(Stored items from a collection)
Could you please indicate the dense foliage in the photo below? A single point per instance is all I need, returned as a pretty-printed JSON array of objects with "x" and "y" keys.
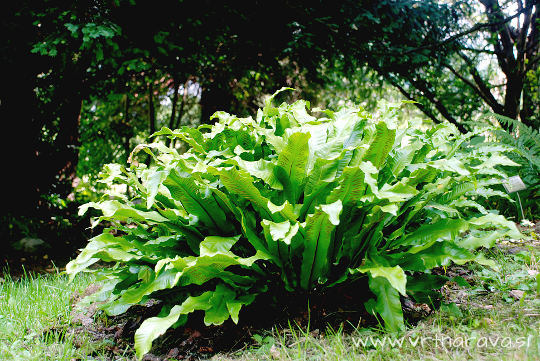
[{"x": 296, "y": 201}]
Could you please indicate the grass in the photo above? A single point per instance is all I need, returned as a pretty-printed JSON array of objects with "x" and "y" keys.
[
  {"x": 35, "y": 319},
  {"x": 492, "y": 320}
]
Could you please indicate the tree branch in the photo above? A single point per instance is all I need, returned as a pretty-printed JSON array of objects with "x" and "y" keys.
[{"x": 475, "y": 28}]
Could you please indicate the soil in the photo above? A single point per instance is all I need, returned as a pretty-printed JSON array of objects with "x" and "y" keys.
[{"x": 341, "y": 307}]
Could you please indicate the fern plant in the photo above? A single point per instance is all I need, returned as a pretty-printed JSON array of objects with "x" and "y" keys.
[{"x": 298, "y": 202}]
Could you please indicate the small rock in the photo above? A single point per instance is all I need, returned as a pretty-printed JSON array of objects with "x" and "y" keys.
[
  {"x": 274, "y": 352},
  {"x": 517, "y": 294}
]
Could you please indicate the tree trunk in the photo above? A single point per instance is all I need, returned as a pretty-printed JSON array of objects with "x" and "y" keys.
[
  {"x": 176, "y": 86},
  {"x": 216, "y": 96},
  {"x": 151, "y": 108}
]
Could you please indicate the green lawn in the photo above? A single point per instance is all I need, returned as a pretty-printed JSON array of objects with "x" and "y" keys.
[{"x": 498, "y": 317}]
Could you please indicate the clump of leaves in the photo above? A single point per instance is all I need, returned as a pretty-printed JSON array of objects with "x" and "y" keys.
[{"x": 296, "y": 201}]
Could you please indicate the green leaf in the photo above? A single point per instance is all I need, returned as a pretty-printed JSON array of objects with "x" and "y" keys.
[
  {"x": 184, "y": 189},
  {"x": 395, "y": 275},
  {"x": 292, "y": 163},
  {"x": 318, "y": 242}
]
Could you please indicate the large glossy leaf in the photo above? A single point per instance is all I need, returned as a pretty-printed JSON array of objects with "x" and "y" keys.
[
  {"x": 318, "y": 242},
  {"x": 292, "y": 164}
]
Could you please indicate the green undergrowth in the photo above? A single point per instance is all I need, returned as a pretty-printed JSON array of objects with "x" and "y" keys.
[
  {"x": 35, "y": 318},
  {"x": 293, "y": 202},
  {"x": 483, "y": 322}
]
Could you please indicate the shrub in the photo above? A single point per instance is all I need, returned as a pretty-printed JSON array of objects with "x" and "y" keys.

◆ What is expected ◆
Reproduce all of the material exactly, apart from the pictures.

◆ Response for this exercise ◆
Could you please indicate the dense foliage in the photo below? A single point per instance is all I need, returned as a pretty-printed JSON array of objects with "x" and "y" keys.
[{"x": 296, "y": 201}]
Could you please indicate the grass in the photo above? A single point per instance is all I need, returned as a pretty-printed JSON array of objects with "x" and "y" keys.
[
  {"x": 35, "y": 319},
  {"x": 492, "y": 320}
]
Could you please indicate the tree branch in the photo above? A single point per instance is all I need, returned as a pretty-printed JSON array of objects with "x" and "y" keys.
[{"x": 475, "y": 28}]
Could you please indicate the soil in the photo above? A single point per instance is all I need, returned as a pretty-printed JSON array of objects with "x" and "y" keys.
[{"x": 341, "y": 307}]
Could you please indicate the fern plant in the photo above? A single point per instance is all I need, returned as a pretty-printed JSON array of objects with "x" and "y" keys.
[{"x": 298, "y": 202}]
Could you please indicate the small rock in the photo above? A single point per instance is all I need, returned as a pretty-printed JSON array of objects with "x" and "y" keys.
[
  {"x": 274, "y": 352},
  {"x": 517, "y": 294}
]
Could you please indicate the tree trunk in the photo above? A single point per instance is all I need, returned as a pretty-printed JSON array of objects with "x" and "y" keys.
[
  {"x": 176, "y": 86},
  {"x": 216, "y": 96},
  {"x": 151, "y": 108}
]
Could you please indicate the green lawn in the photo above? A single point per instance is all I need, returned as a pretty-printed JSON array of objects with "x" and "y" keys.
[{"x": 498, "y": 317}]
Could you please indicate the clump of leaves in the photo above? A single point per instance is all I need, returned as a pretty-printed JSON array of objects with "x" and "y" keys.
[{"x": 296, "y": 201}]
Could you please indicate the green leaf in the photo above? A single point per instance is all I need, returned as a pretty-printed JSON array of objects with "x" and "y" keys.
[
  {"x": 184, "y": 189},
  {"x": 395, "y": 275},
  {"x": 292, "y": 163},
  {"x": 318, "y": 242}
]
Could you please indicate the large glossy leaf in the photo above? A single point per instance is all I need, returned as a pretty-printed JSON array of objects with "x" and "y" keys.
[
  {"x": 318, "y": 242},
  {"x": 292, "y": 164}
]
Could you please indicate the green undergrowth in the photo above? A single point per instance is all I need, returned as a pretty-printed JSON array of objects with "x" and "y" keys.
[
  {"x": 35, "y": 318},
  {"x": 293, "y": 202},
  {"x": 483, "y": 322}
]
Could you please indicate the shrub in the photo above? A single point per instance is all I need, returned as a pretty-printed JSON array of objects with "x" and "y" keys.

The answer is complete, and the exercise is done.